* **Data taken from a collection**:
╭──
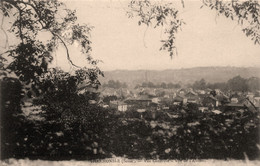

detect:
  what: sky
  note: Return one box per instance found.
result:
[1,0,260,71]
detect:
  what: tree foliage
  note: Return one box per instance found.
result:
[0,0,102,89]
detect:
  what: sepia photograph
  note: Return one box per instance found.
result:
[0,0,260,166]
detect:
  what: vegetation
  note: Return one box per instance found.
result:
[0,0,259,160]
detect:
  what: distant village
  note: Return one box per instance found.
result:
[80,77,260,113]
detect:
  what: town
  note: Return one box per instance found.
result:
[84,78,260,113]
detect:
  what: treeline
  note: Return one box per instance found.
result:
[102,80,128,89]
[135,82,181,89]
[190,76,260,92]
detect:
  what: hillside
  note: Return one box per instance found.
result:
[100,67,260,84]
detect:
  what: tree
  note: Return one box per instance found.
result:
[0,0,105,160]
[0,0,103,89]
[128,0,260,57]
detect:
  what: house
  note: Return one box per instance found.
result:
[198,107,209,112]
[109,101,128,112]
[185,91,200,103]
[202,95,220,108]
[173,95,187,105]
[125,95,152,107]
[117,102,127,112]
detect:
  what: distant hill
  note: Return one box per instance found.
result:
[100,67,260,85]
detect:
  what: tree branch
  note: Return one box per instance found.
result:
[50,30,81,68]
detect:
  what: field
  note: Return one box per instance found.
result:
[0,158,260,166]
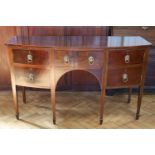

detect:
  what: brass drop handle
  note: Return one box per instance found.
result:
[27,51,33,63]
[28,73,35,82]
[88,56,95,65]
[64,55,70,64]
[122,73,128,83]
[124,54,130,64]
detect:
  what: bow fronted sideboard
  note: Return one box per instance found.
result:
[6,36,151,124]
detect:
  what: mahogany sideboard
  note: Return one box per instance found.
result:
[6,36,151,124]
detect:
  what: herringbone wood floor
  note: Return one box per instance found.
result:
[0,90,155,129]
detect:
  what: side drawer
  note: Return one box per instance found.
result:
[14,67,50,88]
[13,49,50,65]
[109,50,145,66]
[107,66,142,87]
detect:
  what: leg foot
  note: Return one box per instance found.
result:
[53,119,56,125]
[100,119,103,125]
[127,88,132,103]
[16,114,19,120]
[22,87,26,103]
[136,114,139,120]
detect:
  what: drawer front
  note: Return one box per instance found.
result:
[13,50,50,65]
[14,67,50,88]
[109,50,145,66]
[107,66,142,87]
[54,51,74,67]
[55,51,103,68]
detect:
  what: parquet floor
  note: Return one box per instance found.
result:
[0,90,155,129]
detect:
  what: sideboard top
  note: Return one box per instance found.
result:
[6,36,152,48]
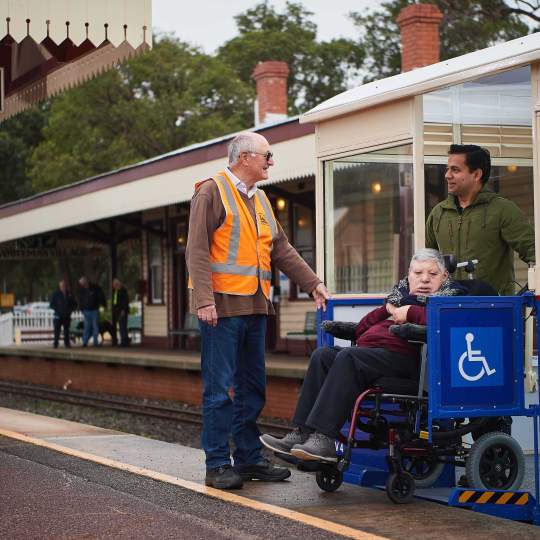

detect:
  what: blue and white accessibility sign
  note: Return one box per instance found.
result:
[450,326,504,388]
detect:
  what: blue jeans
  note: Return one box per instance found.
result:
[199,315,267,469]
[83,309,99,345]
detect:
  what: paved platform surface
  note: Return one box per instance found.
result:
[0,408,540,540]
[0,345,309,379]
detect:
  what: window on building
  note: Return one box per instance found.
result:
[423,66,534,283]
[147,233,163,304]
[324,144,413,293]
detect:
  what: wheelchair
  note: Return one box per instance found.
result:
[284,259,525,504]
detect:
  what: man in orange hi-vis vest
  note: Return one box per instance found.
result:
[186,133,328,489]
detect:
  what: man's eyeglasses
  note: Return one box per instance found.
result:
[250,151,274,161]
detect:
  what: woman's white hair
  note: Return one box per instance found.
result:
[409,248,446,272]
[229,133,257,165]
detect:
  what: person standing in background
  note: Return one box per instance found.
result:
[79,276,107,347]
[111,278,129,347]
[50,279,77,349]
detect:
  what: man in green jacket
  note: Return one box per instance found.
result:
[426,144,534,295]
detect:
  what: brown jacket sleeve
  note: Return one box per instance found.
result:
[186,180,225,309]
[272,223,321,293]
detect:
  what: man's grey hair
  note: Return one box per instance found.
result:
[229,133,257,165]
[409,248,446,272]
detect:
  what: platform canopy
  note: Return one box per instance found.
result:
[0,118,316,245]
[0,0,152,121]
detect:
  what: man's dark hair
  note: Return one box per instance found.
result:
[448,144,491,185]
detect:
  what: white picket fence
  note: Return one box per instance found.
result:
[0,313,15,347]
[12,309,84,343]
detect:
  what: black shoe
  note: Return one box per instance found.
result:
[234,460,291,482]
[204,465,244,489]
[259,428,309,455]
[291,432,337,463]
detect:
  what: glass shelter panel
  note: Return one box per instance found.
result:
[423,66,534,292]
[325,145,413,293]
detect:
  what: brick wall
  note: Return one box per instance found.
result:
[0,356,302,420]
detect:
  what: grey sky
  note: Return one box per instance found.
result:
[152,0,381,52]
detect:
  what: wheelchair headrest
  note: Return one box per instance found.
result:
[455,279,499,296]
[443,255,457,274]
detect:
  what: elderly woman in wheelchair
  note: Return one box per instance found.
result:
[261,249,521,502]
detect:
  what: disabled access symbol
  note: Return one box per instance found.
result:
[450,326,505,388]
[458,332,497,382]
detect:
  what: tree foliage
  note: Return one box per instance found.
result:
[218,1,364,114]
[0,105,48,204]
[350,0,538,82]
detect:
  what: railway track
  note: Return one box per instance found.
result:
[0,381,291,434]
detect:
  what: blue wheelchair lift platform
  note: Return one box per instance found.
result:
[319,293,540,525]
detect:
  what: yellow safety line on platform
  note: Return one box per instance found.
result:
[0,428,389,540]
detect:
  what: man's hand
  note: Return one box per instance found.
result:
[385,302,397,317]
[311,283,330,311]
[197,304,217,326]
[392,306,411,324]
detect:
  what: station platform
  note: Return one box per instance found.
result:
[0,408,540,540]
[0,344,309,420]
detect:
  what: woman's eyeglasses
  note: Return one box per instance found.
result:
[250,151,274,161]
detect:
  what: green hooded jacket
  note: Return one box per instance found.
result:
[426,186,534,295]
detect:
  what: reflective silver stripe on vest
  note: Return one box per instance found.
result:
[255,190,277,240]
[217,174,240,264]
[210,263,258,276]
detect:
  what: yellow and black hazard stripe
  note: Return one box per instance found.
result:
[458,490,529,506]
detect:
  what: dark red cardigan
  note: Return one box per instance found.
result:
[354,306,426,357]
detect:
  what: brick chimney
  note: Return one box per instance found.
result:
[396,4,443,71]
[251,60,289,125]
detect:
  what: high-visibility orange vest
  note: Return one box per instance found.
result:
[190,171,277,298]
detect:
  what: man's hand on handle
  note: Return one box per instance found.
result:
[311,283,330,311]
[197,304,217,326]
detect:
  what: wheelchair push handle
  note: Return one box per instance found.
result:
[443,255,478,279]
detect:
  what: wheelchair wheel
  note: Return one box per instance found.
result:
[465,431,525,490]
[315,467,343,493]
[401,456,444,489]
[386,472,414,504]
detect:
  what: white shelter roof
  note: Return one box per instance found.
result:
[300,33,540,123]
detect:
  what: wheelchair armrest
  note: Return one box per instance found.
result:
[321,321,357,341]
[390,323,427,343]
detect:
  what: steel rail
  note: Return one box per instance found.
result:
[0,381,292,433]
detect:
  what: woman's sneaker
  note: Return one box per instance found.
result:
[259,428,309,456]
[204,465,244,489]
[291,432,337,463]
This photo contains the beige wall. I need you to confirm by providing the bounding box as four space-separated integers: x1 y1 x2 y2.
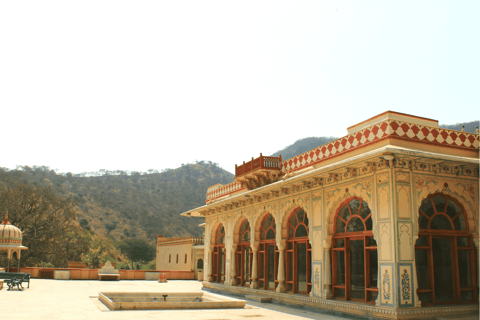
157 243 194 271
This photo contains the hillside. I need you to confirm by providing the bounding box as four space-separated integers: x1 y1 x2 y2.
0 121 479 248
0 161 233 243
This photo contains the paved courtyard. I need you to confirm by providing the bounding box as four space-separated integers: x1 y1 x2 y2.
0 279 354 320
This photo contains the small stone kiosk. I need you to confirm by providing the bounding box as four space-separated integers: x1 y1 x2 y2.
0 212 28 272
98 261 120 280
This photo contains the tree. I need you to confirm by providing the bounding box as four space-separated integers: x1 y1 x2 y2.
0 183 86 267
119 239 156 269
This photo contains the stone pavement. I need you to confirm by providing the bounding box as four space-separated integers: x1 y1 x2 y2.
╰──
* **Given task**: Give again the stretch of the data above from its start through the line containing "[0,0,260,166]", with every bounding-box coordinate in the answers multiplied by 1.5 and rounded to whole numbers, halves up. Leave the pictures out.

* **In response**:
detect:
  what: sky
  note: Return one box per instance found.
result:
[2,0,390,107]
detect:
  what: tree foliage
  note: Return one box per instance found.
result:
[0,0,153,134]
detect:
  what: sepia photograph
  note: Return one box per instance found.
result:
[0,0,390,249]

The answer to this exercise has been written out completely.